Copy out the data below, substituting "central" for each occurrence of "innermost" and changing nothing else.

- - - - -

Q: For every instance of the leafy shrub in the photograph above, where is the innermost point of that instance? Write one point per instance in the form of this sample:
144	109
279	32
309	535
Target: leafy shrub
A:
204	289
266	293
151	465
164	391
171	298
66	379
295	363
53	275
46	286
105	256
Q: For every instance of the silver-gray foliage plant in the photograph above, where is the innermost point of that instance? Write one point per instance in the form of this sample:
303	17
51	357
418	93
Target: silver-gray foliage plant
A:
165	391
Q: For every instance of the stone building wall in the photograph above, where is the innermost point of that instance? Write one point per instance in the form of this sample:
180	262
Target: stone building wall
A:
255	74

- - - - -

* Result:
Q: For every instance of the leafy shrub in the photograph above, where is the central point of that instance? Write one point per instance in the form of this sample:
144	109
279	32
309	535
Target: leafy shrub
A:
204	289
266	293
151	465
164	391
171	298
66	379
295	363
53	275
46	286
105	256
Q: For every instance of the silver-gray foliage plant in the photograph above, where is the central point of that instance? Write one point per instance in the form of this sample:
303	17
51	357
418	93
Target: silver-gray foliage plant
A:
165	391
Q: For every instance of the stone building wall in the photograph above, where is the central point of that instance? Write one point per instance in the form of this sample:
180	262
Target: stone building wall
A:
255	74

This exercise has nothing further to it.